>> start RECORDED DATA

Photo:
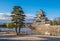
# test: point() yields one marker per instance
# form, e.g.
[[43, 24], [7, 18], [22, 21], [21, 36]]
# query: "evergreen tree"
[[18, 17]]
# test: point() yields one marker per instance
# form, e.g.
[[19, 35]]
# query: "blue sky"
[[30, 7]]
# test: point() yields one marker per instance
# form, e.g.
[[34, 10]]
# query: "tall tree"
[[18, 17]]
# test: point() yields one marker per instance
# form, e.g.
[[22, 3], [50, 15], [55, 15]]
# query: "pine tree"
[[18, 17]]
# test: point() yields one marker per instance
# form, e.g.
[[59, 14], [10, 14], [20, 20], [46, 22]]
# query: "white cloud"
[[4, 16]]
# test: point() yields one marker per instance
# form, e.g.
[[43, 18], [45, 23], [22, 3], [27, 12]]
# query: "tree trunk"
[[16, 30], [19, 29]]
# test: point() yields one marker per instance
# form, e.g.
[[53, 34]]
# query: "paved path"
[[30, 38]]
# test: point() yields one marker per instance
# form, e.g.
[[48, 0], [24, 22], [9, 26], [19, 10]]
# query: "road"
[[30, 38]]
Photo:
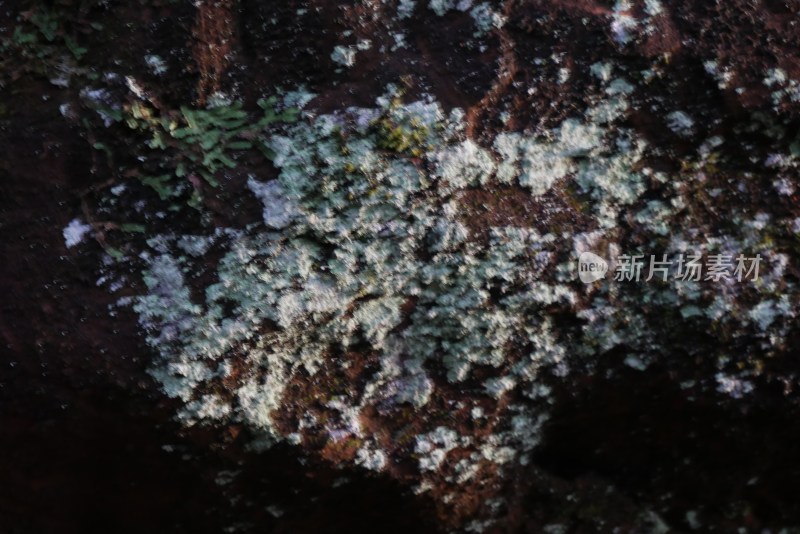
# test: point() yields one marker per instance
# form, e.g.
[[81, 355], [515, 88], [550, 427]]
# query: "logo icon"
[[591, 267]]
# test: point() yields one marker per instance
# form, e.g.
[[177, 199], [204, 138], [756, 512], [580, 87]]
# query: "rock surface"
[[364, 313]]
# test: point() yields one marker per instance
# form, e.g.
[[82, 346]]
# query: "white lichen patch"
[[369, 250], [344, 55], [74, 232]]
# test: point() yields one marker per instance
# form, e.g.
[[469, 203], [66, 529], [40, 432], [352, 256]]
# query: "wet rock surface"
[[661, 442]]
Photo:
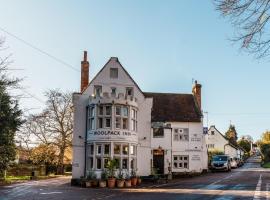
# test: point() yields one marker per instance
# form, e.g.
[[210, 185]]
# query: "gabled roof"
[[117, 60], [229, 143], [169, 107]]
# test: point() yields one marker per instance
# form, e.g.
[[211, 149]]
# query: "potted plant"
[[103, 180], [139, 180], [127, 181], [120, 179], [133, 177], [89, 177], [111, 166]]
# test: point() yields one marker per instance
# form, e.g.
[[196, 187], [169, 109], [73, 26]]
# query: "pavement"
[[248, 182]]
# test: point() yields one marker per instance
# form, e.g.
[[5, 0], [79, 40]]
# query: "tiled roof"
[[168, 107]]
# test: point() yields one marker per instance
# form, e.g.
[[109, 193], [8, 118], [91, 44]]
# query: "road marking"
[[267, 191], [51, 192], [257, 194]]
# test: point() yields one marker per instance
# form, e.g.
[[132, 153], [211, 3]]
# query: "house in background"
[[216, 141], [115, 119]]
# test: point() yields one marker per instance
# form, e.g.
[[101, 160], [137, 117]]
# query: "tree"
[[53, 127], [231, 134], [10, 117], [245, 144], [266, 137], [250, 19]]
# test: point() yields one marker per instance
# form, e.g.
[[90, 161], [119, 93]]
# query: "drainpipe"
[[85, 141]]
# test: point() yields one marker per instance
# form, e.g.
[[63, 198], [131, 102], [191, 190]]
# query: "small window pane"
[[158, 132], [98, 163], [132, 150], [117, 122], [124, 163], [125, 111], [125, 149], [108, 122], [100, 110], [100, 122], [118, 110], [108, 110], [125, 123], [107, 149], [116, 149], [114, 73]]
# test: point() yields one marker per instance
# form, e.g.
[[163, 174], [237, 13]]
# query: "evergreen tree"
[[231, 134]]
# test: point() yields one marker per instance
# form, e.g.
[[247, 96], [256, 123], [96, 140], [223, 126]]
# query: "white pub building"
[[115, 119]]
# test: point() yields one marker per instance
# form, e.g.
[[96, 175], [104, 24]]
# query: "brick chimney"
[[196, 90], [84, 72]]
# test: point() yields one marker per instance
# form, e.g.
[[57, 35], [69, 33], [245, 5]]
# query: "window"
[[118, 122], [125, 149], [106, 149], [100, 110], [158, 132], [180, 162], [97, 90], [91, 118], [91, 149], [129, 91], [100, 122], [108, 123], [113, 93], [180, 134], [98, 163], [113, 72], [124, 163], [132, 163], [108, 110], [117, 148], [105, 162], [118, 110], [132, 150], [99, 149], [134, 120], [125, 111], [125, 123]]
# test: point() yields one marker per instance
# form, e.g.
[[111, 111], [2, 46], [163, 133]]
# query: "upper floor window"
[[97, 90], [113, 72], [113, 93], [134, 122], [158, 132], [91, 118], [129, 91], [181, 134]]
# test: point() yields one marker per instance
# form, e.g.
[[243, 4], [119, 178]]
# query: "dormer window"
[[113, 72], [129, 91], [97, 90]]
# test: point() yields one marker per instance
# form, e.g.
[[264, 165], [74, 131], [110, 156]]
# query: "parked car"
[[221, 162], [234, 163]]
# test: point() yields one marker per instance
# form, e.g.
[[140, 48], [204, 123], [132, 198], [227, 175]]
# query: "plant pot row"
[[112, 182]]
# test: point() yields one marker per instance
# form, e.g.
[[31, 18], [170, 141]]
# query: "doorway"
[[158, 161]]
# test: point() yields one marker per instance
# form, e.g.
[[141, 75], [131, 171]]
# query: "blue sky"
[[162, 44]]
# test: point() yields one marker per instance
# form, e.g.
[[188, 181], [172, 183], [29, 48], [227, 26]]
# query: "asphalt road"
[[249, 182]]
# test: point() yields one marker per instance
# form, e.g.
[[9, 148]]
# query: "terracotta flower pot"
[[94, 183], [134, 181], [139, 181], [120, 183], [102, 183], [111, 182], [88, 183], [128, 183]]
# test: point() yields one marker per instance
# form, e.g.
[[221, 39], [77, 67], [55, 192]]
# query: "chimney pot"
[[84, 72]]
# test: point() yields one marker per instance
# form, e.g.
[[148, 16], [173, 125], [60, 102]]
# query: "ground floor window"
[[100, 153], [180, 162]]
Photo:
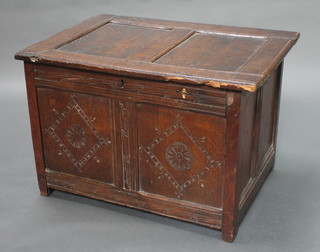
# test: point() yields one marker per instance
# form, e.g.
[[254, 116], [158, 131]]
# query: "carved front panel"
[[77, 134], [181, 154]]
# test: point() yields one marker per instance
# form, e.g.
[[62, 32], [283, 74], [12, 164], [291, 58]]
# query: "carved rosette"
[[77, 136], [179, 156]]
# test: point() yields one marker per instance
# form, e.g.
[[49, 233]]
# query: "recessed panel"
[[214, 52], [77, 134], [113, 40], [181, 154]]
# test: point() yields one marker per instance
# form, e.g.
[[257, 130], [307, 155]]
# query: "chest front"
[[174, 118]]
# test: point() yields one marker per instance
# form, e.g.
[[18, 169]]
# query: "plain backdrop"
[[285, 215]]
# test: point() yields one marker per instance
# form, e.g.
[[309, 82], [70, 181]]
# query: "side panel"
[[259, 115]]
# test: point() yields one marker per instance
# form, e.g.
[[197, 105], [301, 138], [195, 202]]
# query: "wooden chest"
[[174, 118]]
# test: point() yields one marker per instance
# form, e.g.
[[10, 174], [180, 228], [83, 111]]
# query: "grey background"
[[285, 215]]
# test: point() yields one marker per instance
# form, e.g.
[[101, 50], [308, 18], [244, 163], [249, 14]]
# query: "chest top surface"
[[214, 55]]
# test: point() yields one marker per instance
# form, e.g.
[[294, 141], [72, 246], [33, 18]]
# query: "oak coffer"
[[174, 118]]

>> end RECORDED DATA
>> start RECORDED DATA

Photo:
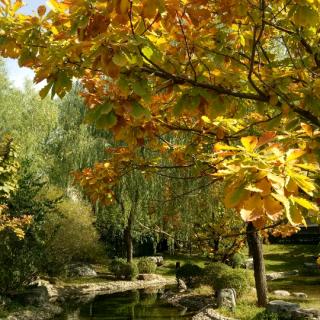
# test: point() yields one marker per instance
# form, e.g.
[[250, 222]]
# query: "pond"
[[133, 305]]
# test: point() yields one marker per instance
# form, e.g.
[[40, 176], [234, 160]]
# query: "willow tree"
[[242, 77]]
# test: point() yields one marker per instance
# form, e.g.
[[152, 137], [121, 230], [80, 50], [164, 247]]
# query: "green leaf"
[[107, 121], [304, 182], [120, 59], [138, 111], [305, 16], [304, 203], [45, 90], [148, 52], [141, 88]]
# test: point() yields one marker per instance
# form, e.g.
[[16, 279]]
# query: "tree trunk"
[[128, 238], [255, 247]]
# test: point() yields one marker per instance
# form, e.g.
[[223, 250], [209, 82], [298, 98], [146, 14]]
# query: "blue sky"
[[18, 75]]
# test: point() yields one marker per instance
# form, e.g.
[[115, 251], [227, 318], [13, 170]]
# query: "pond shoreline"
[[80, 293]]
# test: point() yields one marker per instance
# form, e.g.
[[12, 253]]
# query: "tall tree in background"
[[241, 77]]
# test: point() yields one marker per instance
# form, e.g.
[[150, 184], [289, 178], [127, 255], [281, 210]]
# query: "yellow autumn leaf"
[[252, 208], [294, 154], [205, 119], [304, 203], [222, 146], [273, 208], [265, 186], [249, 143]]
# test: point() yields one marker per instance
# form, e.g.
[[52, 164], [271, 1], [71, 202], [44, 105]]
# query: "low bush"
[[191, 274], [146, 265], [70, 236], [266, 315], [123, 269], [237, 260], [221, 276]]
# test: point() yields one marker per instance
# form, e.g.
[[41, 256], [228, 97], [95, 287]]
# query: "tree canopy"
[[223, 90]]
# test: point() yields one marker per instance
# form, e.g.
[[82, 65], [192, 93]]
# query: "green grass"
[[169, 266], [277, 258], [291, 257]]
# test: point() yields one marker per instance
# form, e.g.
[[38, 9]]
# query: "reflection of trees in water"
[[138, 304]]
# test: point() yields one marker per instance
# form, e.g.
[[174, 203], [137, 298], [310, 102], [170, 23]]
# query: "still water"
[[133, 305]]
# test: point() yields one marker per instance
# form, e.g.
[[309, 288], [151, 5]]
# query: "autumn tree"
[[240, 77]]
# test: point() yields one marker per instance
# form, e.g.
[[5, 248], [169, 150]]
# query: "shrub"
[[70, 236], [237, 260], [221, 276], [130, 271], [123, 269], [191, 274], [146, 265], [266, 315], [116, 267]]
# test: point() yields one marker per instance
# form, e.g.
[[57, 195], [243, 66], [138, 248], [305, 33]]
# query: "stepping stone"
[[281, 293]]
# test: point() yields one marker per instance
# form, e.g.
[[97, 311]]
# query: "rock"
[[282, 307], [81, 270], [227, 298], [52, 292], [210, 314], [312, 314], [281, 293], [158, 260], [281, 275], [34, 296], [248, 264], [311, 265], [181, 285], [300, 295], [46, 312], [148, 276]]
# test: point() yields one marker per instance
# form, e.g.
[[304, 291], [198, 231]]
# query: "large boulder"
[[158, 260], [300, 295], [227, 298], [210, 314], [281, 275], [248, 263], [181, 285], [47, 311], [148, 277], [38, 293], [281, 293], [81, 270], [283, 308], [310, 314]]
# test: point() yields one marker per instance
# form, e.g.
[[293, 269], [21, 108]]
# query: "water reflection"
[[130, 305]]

>> end RECORDED DATA

--- PROBLEM STATEMENT ---
Report each line of the listing that contains the word "autumn", copying every such line in full.

--- SOLUTION TO THE PROBLEM ---
# query: "yellow autumn leaf"
# query: "autumn tree"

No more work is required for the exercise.